* [Set task] Rewrite the gaussian_kde passage starting at "y = st.norm.rvs(loc=0, scale=3, size=2000)" and ending at "dens = st.gaussian_kde(xy)", replacing "gaussian_kde object" with "kernel density estimator" throughout.

You can also do a scatter plot of the data with
scatter(rvs[:,0],rvs[:,1])
I think you are mixing up kernel density estimation with interpolation or maybe kernel regression. KDE estimates the distribution of points if you have a larger sample of points.
I'm not sure which interpolation you want, but either the splines or rbf in scipy.interpolate will be more appropriate.
If you want one-dimensional kernel regression, then you can find a version in scikits.statsmodels with several different kernels.
update: here is an example (if this is what you want)
>>> data = 2 + 2*np.random.randn(2, 100)
>>> kde = stats.gaussian_kde(data)
>>> kde.evaluate(np.array([[1,2,3],[1,2,3]]))
array([ 0.02573917, 0.02470436, 0.03084282])
gaussian_kde has variables in rows and observations in columns, so reversed orientation from the usual in stats. In your example, all three points are on a line, so it has perfect correlation. That is, I guess, the reason for the singular matrix.
Adjusting the array orientation and adding a small noise, the example works, but still looks very concentrated, for example you don't have any sample point near (3,3):
>>> data = np.array([[1.1, 1.1],
[1.2, 1.2],
[1.3, 1.3]]).T
>>> data = data + 0.01*np.random.randn(2,3)
>>> kde = stats.gaussian_kde(data)
>>> kde.evaluate(np.array([[1,2,3],[1,2,3]]))
array([ 7.70204299e+000, 1.96813149e-044, 1.45796523e-251])
I found it difficult to understand the SciPy manual's description of how gaussian_kde works with 2D data. Here is an explanation which is intended to complement #endolith 's example. I divided the code into several steps with comments to explain the less intuitive bits.
First, the imports:
import numpy as np
import scipy.stats as st
from matplotlib.pyplot import imshow, show
Create some dummy data: these are 1-D arrays of the "X" and "Y" point coordinates.
np.random.seed(142) # for reproducibility
x = st.norm.rvs(loc=2, scale=1, size=2000)
y = st.norm.rvs(loc=0, scale=3, size=2000)
For 2-D density estimation the gaussian_kde object has to be initialised with an array with two rows containing the "X" and "Y" datasets. In NumPy terminology, we "stack them vertically":
xy = np.vstack((x, y))
so the "X" data is in the first row xy[0,:] and the "Y" data are in the second row xy[1,:] and xy.shape is (2, 2000). Now create the gaussian_kde object:
dens = st.gaussian_kde(xy)
We will evaluate the estimated 2-D density PDF on a 2-D grid. There is more than one way of creating such a grid in NumPy. I show here an approach which is different from (but functionally equivalent to) #endolith 's method:
gx, gy = np.mgrid[x.min():x.max():128j, y.min():y.max():128j]
gxy = np.dstack((gx, gy)) # shape is (128, 128, 2)
gxy is a 3-D array, the [i,j]-th element of gxy contains a 2-element list of the corresponding "X" and "Y" values: gxy[i, j] 's value is [ gx[i], gy[j] ].
We have to invoke dens() (or dens.pdf() which is the same thing) on each of the 2-D grid points. NumPy has a very elegant function for this purpose:
z = np.apply_along_axis(dens, 2, gxy)

* [Dataset records about where objects are located]

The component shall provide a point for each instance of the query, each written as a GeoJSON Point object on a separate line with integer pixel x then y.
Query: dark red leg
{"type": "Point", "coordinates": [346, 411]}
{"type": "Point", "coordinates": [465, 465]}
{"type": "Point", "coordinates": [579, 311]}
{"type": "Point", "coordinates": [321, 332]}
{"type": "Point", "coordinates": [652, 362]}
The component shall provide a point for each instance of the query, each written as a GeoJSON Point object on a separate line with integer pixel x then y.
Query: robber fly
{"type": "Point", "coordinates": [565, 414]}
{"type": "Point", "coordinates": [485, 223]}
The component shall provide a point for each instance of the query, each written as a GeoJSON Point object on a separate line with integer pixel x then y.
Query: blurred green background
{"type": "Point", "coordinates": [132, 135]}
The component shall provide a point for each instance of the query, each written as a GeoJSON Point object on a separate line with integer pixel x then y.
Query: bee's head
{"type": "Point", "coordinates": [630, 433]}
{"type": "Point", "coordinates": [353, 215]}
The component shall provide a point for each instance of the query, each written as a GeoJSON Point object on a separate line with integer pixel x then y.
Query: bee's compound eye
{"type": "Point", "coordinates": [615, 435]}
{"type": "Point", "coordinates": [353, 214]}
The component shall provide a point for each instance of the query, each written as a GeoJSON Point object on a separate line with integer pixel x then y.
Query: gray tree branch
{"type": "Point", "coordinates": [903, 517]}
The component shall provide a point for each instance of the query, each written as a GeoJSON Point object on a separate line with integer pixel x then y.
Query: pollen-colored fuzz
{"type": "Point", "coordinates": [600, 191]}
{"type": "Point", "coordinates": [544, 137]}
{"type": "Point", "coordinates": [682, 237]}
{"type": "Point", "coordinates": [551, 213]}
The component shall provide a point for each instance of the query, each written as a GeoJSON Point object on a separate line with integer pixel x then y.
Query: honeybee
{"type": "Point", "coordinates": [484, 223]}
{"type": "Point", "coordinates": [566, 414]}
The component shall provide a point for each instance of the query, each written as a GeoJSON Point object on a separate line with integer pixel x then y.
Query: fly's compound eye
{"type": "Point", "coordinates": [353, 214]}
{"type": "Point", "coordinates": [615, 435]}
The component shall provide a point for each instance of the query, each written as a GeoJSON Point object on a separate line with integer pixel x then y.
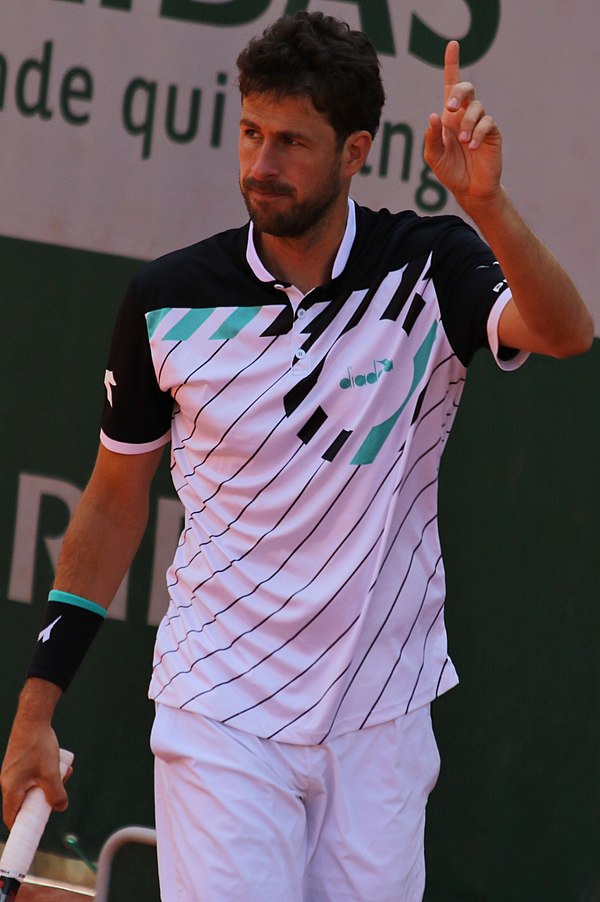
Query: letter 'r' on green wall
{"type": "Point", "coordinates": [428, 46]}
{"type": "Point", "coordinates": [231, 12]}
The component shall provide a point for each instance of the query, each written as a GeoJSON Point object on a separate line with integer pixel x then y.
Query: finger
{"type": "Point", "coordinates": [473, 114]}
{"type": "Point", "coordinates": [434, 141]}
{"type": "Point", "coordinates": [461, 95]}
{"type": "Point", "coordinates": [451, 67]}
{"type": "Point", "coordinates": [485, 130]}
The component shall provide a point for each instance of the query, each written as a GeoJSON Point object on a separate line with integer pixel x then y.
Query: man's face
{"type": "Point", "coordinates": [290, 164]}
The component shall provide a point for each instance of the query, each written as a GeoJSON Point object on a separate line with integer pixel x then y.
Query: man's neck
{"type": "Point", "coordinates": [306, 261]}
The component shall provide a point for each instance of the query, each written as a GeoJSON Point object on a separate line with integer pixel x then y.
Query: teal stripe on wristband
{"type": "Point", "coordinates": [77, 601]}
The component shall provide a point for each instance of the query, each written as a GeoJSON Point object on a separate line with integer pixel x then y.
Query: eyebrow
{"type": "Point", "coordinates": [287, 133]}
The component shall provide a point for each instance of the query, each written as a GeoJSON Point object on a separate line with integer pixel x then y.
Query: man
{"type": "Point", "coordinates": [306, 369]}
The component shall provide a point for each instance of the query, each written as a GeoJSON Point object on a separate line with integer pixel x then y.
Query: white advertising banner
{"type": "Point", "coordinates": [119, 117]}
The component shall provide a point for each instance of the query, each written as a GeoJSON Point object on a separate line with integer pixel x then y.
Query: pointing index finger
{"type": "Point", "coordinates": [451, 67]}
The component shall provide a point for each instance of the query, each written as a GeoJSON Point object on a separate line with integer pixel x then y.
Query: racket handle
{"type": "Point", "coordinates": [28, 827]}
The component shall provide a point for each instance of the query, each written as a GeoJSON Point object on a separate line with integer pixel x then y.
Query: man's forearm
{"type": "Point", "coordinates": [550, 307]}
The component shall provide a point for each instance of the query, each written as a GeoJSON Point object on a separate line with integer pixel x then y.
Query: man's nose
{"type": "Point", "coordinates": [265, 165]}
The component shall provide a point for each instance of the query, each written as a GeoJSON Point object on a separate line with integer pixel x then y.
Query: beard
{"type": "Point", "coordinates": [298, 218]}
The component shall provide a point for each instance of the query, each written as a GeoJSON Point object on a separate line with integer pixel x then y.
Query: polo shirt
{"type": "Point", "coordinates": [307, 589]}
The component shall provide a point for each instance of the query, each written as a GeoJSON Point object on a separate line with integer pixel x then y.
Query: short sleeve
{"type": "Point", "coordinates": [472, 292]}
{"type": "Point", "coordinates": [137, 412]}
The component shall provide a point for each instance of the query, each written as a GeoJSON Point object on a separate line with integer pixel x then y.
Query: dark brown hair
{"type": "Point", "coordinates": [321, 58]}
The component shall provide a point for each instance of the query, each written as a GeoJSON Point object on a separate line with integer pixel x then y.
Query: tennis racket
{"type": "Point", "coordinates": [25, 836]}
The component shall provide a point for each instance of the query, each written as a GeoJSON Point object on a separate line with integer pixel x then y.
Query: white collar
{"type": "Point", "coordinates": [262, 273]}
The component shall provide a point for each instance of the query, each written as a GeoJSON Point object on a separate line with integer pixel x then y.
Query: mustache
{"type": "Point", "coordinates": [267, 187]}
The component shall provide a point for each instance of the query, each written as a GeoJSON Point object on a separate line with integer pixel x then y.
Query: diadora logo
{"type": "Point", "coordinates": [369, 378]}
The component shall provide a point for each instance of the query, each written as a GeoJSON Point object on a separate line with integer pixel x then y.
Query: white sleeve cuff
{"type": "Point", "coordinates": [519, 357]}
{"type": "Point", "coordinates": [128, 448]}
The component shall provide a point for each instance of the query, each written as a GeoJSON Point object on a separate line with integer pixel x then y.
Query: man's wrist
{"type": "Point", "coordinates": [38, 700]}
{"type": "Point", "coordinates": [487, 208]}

* [Answer to the task]
y = st.norm.rvs(loc=0, scale=3, size=2000)
For 2-D density estimation the kernel density estimator has to be initialised with an array with two rows containing the "X" and "Y" datasets. In NumPy terminology, we "stack them vertically":
xy = np.vstack((x, y))
so the "X" data is in the first row xy[0,:] and the "Y" data are in the second row xy[1,:] and xy.shape is (2, 2000). Now create the kernel density estimator:
dens = st.gaussian_kde(xy)